*What is asked*
Put the entries between the lines holding "mark iowa state logo | bbox" and "[271,218,390,233]", inclusive, into a two-column CSV headed text and answer, with one row per entry and each field quoted, its line breaks replaced by spaces. Leave the pictures out.

*Material provided*
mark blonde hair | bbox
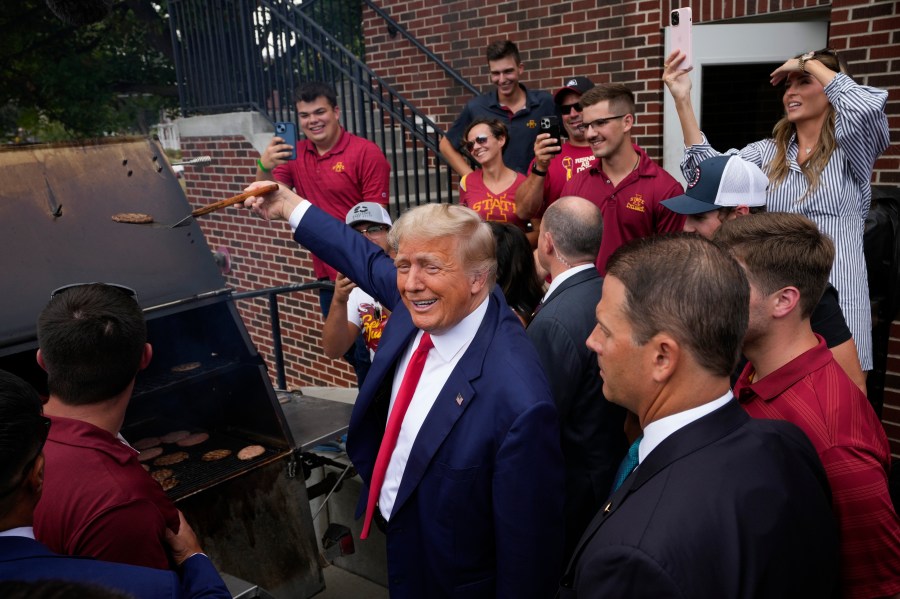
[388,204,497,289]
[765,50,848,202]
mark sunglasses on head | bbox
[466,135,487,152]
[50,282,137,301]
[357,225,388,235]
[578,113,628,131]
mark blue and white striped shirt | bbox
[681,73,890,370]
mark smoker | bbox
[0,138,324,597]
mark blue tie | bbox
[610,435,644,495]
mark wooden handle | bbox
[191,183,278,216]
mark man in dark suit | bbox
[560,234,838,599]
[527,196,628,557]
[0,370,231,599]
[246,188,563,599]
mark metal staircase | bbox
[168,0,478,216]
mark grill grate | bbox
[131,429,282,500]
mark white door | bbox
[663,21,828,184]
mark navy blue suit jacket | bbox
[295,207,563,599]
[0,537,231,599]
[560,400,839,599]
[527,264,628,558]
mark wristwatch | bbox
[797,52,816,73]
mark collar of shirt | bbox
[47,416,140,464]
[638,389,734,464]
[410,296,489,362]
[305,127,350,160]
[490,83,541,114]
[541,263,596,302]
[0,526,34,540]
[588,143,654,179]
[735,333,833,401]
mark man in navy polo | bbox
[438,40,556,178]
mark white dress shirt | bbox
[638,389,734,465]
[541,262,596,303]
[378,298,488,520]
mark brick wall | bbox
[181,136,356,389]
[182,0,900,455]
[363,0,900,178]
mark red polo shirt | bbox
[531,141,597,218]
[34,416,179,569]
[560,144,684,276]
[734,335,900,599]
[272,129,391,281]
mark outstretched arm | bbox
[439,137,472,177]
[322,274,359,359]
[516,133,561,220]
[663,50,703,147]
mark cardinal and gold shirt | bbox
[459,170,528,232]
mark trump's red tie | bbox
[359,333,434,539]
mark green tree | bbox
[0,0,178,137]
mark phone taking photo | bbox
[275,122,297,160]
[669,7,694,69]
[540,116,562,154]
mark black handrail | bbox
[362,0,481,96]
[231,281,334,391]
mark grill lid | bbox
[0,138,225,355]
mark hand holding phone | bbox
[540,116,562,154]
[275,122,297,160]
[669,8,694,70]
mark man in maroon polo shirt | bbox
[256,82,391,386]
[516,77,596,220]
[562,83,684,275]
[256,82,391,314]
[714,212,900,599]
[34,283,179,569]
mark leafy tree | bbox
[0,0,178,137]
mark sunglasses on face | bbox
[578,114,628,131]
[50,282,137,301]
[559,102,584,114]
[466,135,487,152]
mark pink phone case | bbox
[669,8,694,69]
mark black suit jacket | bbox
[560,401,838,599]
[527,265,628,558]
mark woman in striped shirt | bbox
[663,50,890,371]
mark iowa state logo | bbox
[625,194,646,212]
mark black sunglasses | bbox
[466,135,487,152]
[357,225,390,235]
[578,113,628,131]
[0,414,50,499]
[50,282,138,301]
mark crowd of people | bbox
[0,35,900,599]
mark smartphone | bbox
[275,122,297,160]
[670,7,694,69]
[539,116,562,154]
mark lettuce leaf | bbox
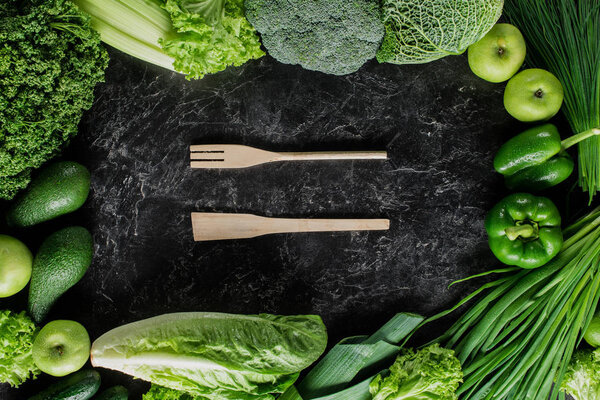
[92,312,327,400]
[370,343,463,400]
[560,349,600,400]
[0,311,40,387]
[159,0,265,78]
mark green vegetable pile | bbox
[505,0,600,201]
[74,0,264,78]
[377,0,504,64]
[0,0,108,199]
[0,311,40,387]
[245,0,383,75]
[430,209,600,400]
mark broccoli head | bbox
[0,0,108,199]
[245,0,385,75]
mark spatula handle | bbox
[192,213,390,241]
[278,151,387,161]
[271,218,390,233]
---
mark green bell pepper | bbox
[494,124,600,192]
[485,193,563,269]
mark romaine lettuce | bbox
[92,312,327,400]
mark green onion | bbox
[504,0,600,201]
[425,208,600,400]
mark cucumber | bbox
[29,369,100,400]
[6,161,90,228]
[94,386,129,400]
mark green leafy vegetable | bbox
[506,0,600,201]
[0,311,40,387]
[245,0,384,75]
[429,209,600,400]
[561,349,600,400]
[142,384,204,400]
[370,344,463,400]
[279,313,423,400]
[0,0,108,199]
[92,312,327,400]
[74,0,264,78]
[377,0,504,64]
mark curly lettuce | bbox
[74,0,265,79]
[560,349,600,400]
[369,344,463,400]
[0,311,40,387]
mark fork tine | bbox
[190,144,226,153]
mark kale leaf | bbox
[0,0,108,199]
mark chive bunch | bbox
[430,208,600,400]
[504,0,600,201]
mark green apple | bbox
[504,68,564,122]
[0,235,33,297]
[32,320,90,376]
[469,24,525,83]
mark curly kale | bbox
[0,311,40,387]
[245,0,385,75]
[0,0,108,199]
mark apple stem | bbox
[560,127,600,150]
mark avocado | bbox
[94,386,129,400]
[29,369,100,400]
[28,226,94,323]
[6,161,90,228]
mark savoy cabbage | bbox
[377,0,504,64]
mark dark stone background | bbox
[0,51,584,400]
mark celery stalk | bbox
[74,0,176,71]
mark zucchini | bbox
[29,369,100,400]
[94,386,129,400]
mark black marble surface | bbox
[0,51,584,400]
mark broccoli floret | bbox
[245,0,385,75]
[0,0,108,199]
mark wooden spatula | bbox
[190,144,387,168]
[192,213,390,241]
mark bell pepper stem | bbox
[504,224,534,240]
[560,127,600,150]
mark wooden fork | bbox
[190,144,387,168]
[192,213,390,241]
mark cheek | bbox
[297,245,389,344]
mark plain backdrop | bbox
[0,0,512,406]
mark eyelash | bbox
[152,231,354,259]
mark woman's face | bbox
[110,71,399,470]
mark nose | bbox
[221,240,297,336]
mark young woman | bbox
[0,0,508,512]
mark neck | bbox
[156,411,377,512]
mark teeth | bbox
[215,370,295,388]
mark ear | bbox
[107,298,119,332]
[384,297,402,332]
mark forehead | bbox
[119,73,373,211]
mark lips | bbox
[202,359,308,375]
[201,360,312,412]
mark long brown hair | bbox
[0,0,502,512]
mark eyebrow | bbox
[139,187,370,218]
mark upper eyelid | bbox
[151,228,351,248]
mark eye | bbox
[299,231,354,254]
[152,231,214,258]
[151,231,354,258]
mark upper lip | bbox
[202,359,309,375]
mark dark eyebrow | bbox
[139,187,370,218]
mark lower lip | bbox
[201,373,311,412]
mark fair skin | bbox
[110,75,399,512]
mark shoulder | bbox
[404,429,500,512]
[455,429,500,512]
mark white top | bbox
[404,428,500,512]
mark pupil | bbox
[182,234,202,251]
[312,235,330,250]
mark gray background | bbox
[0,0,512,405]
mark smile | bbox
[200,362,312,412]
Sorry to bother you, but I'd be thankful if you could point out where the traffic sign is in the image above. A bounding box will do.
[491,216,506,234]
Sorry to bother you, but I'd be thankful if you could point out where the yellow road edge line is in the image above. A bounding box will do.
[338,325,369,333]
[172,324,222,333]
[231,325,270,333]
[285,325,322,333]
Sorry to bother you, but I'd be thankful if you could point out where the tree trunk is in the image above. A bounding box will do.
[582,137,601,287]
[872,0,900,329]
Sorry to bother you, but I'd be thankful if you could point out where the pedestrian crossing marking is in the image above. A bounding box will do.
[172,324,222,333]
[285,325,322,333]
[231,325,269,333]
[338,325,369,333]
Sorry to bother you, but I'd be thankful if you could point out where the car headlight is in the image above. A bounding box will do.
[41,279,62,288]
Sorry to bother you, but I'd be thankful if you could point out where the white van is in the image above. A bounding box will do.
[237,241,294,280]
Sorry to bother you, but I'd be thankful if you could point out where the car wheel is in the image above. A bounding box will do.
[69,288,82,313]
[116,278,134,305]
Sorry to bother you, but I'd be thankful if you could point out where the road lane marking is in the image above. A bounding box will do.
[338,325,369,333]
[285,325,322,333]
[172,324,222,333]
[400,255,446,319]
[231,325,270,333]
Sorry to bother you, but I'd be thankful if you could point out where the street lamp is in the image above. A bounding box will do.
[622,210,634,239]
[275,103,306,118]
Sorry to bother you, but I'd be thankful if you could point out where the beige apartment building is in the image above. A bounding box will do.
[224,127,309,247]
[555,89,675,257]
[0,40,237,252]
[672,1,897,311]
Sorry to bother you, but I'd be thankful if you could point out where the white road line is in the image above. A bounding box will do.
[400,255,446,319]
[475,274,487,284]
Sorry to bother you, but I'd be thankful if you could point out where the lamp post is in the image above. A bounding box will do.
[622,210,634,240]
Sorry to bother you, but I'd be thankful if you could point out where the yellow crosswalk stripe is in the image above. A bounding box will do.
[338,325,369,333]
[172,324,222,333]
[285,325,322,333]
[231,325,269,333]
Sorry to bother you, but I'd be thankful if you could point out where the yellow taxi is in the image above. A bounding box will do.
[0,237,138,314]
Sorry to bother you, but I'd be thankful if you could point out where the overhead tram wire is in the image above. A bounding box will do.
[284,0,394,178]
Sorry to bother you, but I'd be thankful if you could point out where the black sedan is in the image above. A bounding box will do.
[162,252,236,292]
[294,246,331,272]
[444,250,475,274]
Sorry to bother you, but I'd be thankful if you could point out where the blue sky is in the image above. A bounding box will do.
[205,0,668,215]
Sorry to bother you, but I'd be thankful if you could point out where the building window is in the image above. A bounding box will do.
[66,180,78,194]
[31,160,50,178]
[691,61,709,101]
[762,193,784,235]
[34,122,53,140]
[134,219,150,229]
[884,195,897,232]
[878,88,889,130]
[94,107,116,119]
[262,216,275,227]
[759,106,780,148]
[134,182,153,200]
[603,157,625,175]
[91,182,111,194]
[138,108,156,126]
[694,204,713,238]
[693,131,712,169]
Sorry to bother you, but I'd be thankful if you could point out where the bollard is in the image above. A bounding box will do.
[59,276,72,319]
==
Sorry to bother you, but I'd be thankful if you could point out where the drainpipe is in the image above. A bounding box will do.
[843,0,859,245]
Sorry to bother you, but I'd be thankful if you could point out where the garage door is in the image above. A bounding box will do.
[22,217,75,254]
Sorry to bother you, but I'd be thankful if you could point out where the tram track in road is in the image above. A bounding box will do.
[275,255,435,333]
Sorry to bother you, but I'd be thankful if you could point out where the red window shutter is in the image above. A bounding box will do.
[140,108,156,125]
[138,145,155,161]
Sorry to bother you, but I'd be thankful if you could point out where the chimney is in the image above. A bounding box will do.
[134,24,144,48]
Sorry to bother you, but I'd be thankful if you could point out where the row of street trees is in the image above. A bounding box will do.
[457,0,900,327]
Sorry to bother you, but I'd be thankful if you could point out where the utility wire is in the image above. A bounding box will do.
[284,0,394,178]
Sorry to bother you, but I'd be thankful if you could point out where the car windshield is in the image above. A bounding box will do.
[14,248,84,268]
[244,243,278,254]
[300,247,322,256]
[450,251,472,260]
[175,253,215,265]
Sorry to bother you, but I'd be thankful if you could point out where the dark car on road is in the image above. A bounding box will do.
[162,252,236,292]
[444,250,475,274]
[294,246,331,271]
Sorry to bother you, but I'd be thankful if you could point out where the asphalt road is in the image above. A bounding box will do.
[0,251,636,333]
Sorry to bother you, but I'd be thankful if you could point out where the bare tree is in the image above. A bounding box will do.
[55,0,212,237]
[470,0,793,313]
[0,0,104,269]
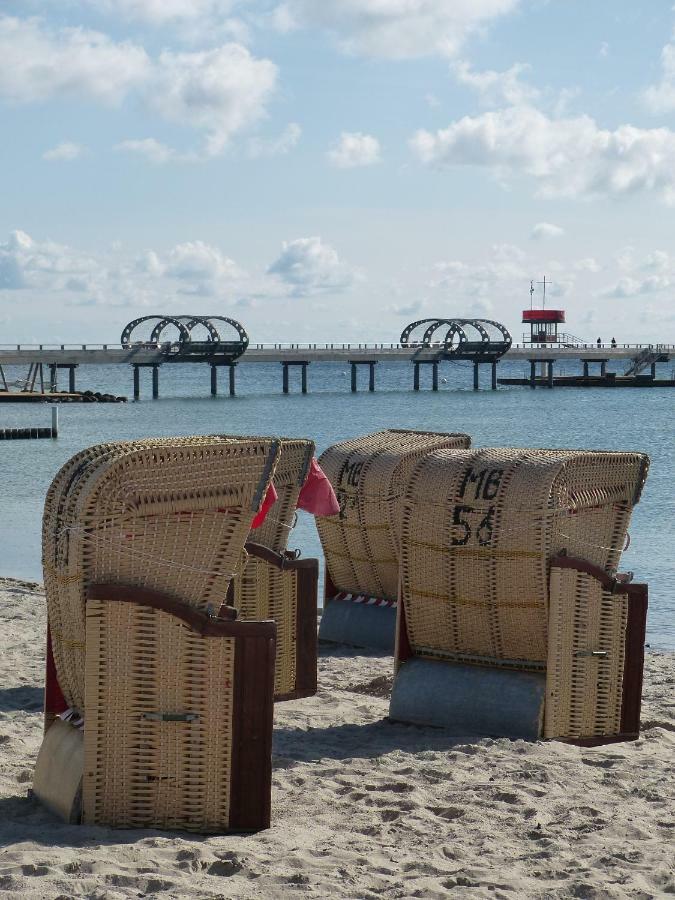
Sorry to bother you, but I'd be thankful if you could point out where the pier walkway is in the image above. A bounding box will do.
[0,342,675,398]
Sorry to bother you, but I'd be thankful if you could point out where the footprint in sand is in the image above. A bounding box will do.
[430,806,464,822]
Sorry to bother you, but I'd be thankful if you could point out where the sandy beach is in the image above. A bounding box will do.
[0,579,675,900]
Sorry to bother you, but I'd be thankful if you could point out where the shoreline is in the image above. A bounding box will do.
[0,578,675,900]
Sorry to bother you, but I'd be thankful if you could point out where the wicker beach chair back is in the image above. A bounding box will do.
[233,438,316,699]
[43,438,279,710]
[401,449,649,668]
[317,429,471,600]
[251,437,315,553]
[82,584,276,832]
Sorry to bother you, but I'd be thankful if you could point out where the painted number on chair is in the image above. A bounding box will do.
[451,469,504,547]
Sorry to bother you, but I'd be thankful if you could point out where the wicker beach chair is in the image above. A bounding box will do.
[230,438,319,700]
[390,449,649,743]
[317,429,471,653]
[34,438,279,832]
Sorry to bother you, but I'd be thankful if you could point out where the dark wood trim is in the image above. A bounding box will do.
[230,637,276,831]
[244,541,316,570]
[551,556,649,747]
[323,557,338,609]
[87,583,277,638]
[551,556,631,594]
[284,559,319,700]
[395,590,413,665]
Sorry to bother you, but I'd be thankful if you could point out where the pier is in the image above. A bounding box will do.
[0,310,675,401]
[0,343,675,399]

*Final result*
text,answer
"mark iowa state logo | bbox","[625,194,646,212]"
"mark black sunglasses | bbox","[466,135,487,152] [357,225,390,235] [578,113,628,131] [0,414,50,499] [50,282,138,301]"
"mark crowd of people | bbox","[0,35,900,599]"
"mark smartphone | bbox","[275,122,297,160] [670,7,694,69] [539,116,562,154]"
"mark lettuce leaf | bbox","[92,312,327,400] [370,343,463,400] [560,349,600,400] [0,311,40,387] [159,0,265,78]"
"mark green vegetable pile | bbox","[505,0,600,201] [74,0,264,78] [377,0,504,64] [0,0,108,199] [0,311,40,387] [245,0,383,75] [430,209,600,400]"
"mark broccoli head | bbox","[0,0,108,199] [245,0,385,75]"
"mark spatula handle | bbox","[192,213,390,241] [278,151,387,161] [271,218,390,233]"